Сколько вагонов, по словам Сторрара в отрывке о Мокамех-Гхате, ожидали разгрузки на станции?

**Исходный текст:**
________________
Итак, я вернулся в Мокамех-Гхат на этот раз ночью, для того чтобы заняться работой, о которой не имел никакого представления, так же как и о том, где можно достать хотя бы одного рабочего. Хуже всего было то, что весь мой капитал составлял лишь сто пятьдесят рупий, которые я скопил за два с половиной года работы.
На этот раз Сторрар не ожидал меня. Однако он накормил меня обедом, и, когда я рассказал, почему вернулся, мы вынесли наши кресла на веранду, обдуваемую прохладным ветром с реки, и проговорили до поздней ночи. Сторрар был вдвое старше меня и работал в Мокамех-Гхате уже несколько лет. В его ведении находилась целая флотилия пароходов и барж, переправлявших пассажиров и железнодорожные вагоны из Самариа-Гхата в Мокамех-Гхат. От него я узнал, что восемьдесят процентов перевозок на дальние расстояния по Бенгальской Северо-Западной железной дороге проходит через Мокамех-Гхат. Каждый год с марта по сентябрь в этом пункте скопляется большое количество грузов, в результате чего железная дорога терпит значительные убытки. Перевалкой грузов на ширококолейную железную дорогу в Мокамех-Гхате занималась «Трудовая компания», которая имела контракт на перевоз грузов на всем протяжении этой дороги. По мнению Сторрара, ежегодное скопление грузов объяснялось безразличием компании к интересам узкоколейной железной дороги, а также сезонной нехваткой рабочей силы в связи с уборкой урожая в долине Ганга. Затем мне был задан весьма уместный вопрос, каким образом я, человек совершенно не знакомый с местными условиями и не располагающий средствами (доставшиеся мне большим трудом сбережения не принимались в расчет), собираюсь сделать то, чего не могла достичь «Трудовая компания», обладавшая всеми возможностями. Сторрар добавил, что склады в Мокамех-Гхате доверху забиты грузами, четыреста вагонов ожидают разгрузки на станции, а на противоположном берегу реки тысяча вагонов стоит в ожидании паромной переправы. «Мой совет вам, — заключил он, — завтра утром садитесь на пароход, отходящий в Самариа-Гхат, и возвращайтесь прямо в Горакхпур. Скажите администрации дороги, что вы не хотите брать подряд на погрузку».
________________
**Исходные данные:**
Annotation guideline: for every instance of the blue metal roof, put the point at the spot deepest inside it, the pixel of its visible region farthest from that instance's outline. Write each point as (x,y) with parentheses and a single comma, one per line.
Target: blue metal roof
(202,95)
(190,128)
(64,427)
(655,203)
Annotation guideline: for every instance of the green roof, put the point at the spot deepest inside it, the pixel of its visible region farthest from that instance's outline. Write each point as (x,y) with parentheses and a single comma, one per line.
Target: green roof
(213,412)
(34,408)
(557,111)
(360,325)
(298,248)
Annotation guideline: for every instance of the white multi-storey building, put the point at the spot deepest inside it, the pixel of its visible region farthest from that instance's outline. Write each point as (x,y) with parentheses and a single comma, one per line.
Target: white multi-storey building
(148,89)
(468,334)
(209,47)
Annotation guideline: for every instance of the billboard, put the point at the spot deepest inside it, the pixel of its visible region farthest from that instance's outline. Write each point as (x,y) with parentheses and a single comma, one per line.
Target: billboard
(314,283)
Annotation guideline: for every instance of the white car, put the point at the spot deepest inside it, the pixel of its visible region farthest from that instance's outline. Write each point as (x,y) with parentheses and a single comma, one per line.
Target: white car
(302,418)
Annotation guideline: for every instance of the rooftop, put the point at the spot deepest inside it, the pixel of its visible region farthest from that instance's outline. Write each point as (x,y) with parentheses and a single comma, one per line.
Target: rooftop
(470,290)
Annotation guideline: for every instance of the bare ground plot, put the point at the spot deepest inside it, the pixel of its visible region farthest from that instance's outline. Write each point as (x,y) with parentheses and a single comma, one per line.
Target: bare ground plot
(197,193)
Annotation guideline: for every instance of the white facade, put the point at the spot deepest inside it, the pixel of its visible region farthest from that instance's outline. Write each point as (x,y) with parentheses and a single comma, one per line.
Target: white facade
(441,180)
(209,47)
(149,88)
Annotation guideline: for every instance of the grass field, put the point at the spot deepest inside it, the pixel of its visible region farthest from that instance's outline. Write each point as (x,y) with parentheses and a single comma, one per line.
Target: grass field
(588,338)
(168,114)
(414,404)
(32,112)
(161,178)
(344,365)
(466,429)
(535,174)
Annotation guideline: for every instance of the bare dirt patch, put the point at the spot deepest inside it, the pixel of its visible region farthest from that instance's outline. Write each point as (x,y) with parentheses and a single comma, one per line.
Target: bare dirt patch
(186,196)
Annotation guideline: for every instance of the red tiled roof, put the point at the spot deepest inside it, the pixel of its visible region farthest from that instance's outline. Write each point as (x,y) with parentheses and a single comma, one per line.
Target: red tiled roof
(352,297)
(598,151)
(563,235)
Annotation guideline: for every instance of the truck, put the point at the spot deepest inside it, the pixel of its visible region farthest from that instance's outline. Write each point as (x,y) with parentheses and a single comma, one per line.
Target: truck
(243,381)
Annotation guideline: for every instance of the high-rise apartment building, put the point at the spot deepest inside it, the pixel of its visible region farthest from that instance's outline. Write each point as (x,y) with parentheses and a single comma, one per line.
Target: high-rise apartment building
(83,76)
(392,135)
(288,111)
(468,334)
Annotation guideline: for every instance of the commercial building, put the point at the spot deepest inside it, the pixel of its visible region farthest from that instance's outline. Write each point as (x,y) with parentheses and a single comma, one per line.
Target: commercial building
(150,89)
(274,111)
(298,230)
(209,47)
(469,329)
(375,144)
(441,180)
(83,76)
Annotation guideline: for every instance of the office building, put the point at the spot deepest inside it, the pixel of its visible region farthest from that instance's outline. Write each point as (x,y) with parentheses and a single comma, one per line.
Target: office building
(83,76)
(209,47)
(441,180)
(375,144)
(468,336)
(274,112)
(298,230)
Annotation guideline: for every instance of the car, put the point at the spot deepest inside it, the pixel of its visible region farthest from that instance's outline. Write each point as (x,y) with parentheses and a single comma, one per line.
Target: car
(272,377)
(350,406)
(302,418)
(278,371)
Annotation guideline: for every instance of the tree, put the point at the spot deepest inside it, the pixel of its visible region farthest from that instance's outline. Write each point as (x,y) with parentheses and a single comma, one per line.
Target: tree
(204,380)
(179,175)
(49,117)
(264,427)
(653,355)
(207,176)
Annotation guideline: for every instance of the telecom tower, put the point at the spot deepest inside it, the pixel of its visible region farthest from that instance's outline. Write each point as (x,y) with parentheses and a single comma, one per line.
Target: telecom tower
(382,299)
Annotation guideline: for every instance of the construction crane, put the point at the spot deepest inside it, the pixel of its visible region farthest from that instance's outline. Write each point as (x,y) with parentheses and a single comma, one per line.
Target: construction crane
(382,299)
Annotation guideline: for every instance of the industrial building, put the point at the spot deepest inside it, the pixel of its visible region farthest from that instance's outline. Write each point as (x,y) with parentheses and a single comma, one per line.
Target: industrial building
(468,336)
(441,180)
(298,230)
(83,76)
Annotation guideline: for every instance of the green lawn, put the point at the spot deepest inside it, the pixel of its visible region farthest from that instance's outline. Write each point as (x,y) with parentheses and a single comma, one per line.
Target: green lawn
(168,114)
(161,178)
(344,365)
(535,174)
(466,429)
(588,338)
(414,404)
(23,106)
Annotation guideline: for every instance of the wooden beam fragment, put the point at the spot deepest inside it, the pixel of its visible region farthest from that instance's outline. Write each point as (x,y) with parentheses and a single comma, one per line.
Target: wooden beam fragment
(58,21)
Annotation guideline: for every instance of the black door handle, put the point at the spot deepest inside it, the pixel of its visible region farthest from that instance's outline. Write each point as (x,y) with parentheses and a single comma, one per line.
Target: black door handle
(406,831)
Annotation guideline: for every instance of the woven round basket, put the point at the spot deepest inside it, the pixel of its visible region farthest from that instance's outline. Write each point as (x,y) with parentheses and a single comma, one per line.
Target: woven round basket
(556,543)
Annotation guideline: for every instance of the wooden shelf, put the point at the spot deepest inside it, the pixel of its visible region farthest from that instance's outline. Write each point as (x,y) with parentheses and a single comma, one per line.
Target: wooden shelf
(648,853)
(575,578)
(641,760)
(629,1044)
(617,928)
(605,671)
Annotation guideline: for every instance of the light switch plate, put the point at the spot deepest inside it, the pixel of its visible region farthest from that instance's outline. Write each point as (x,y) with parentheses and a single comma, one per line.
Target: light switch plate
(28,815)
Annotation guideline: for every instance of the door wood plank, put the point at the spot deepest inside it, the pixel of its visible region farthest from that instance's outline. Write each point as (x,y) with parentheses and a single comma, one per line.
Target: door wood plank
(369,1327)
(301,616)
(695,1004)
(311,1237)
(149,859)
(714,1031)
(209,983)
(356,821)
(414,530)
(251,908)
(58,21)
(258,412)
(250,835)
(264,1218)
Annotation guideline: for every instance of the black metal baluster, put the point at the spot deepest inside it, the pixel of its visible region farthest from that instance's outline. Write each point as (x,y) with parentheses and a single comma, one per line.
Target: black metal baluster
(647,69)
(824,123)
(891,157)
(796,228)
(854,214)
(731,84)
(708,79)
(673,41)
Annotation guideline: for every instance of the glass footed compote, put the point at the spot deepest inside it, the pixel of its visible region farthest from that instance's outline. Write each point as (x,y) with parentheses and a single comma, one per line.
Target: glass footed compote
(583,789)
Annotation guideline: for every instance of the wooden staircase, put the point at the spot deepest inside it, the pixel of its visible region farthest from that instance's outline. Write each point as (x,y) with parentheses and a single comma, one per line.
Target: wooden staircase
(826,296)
________________
**Ответ:**
Четыреста вагонов.